> [EXERCÍCIO ESCRITO]:
Como ficam todas as linhas das entradas abaixo expressas como uma lista JSON de strings, com uma string para cada linha e sem as linhas em branco?

> [ENTRADAS ARMAZENADAS]:
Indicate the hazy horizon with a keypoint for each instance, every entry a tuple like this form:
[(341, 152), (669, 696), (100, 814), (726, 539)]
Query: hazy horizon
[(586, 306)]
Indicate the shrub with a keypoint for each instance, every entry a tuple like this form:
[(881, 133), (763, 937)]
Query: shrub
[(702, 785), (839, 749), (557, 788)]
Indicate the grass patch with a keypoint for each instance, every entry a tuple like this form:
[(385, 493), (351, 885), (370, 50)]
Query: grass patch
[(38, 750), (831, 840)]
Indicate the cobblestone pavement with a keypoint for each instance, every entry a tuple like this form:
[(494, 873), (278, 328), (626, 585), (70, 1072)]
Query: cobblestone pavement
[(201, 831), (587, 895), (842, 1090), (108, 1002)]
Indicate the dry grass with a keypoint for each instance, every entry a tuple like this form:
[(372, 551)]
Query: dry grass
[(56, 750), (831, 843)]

> [SOLUÇÃO DA TAREFA]:
[
  "Indicate the hazy horizon with a keypoint for each instance, every entry a tuple like this form:",
  "[(341, 152), (669, 696), (100, 814), (726, 539)]",
  "Query: hazy horizon",
  "[(586, 306)]",
  "Indicate the shrub with a keypoint for each instance, every entry a tuple like this form:",
  "[(881, 133), (763, 937)]",
  "Query: shrub",
  "[(702, 785), (839, 749), (557, 788)]",
  "Indicate the grass patch with a keypoint for each instance, every entry a tuple like this form:",
  "[(385, 493), (351, 885), (370, 50)]",
  "Query: grass patch",
  "[(38, 750), (831, 840)]",
  "Indicate the cobblestone pavement with a keypoint for each instance, every entry a tuple like this form:",
  "[(494, 873), (278, 328), (626, 585), (70, 1072)]",
  "Query: cobblestone pavement",
  "[(201, 831), (587, 895), (842, 1090), (108, 1002)]",
  "Indicate the dry grass with a keypoint for each instance, every entry a tuple like this form:",
  "[(372, 551)]",
  "Query: dry grass",
  "[(56, 750), (831, 843)]"
]